# [ACTIVITY]
Retype the line with "of the yellow" in it, then each line after it to the end of the data, word for word.

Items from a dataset

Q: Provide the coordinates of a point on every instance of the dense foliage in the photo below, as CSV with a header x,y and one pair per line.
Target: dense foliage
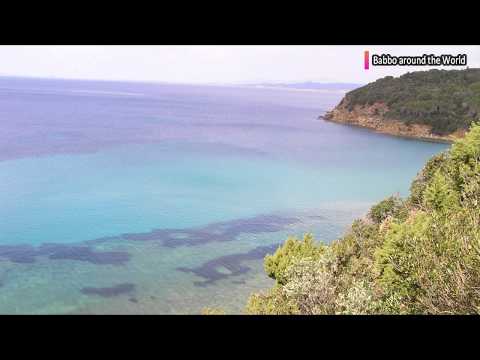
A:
x,y
420,255
446,100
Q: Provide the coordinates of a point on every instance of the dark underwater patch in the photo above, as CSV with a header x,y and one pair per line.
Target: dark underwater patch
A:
x,y
85,251
210,272
113,291
25,254
219,232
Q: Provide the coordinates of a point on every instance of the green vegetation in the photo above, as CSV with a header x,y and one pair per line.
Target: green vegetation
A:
x,y
419,255
446,100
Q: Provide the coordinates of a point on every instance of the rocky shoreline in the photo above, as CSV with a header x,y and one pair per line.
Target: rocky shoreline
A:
x,y
372,117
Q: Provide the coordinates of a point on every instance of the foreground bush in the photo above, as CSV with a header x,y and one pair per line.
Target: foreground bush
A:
x,y
419,256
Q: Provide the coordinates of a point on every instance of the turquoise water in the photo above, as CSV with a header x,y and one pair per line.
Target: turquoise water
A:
x,y
167,200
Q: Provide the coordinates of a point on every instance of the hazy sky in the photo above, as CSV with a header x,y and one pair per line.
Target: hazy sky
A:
x,y
213,64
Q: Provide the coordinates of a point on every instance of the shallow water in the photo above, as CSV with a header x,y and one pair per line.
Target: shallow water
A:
x,y
149,198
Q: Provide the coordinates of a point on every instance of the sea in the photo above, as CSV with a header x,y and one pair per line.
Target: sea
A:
x,y
152,198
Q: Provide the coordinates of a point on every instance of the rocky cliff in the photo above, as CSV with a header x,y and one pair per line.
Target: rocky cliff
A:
x,y
372,117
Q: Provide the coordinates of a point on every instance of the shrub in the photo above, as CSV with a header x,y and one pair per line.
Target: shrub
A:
x,y
292,250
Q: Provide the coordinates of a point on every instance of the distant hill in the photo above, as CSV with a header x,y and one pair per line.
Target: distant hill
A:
x,y
309,85
432,104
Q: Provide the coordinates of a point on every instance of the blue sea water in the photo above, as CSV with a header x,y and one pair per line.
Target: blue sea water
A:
x,y
158,198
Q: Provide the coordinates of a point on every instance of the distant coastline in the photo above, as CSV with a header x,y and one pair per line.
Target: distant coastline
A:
x,y
364,117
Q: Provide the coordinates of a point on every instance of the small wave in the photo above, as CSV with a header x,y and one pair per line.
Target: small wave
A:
x,y
99,92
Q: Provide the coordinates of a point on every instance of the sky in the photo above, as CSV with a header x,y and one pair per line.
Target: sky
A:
x,y
217,64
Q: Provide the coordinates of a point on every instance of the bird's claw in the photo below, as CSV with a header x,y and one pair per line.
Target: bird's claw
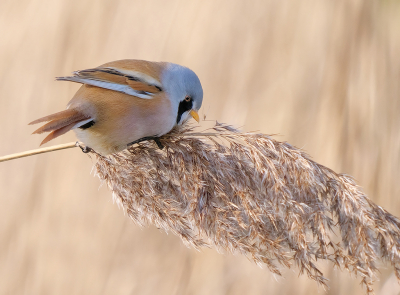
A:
x,y
156,140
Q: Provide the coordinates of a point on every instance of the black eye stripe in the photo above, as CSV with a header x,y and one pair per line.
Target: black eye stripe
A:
x,y
87,125
184,106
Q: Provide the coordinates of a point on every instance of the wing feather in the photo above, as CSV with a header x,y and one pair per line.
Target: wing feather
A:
x,y
111,78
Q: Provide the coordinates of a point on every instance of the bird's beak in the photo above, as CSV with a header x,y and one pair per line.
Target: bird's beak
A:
x,y
195,115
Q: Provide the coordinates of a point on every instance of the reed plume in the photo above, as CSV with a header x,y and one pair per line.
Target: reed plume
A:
x,y
251,194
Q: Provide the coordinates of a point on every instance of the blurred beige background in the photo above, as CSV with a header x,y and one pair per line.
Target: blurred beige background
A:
x,y
324,75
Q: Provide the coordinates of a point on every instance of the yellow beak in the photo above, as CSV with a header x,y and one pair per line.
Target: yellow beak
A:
x,y
195,115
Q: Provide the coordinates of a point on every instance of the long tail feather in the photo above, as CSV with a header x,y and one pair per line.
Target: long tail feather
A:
x,y
56,116
57,133
60,123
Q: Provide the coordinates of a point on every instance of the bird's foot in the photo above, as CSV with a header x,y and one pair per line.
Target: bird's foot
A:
x,y
156,140
85,149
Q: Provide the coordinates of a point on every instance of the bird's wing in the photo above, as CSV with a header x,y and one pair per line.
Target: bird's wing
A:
x,y
117,80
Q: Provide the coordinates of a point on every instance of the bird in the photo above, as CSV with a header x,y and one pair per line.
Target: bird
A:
x,y
124,102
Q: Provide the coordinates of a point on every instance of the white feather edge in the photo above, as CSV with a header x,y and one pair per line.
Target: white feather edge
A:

# [WRITTEN RESPONSE]
Q: Provide the coordinates of a point on every instance of the yellow beak in the photo above, as CSV with a header x,y and one pair per line.
Target: yellow beak
A:
x,y
195,115
Q: Provide the coordinates of a point on every instance of the long tail feather in the photo above, as CSV with a header x,y and one pair per line.
Target: long tail feather
A:
x,y
56,116
57,133
60,123
Q: Provide the coordinates of a point on every instance of the bird's foot in the photo above, as CSV with a header x,y and one pair per line.
Target: bird's foot
A:
x,y
156,140
85,149
Q: Provide the coordinates of a point on every instance of the bird's wing in the photo above, as CSV with a header x,y and one pair per line.
Target: bird's wing
A:
x,y
117,80
Q: Provide the coordinates of a point on every instance of the bird in the photo above, as CSV with a header x,y and one pair per line.
Target: bird
A:
x,y
124,102
Q: Provide the coordinates of a point on every instance of the white feather edge in the photo above, as CSV with a header x,y and one pair per line.
Target: white feather edge
A:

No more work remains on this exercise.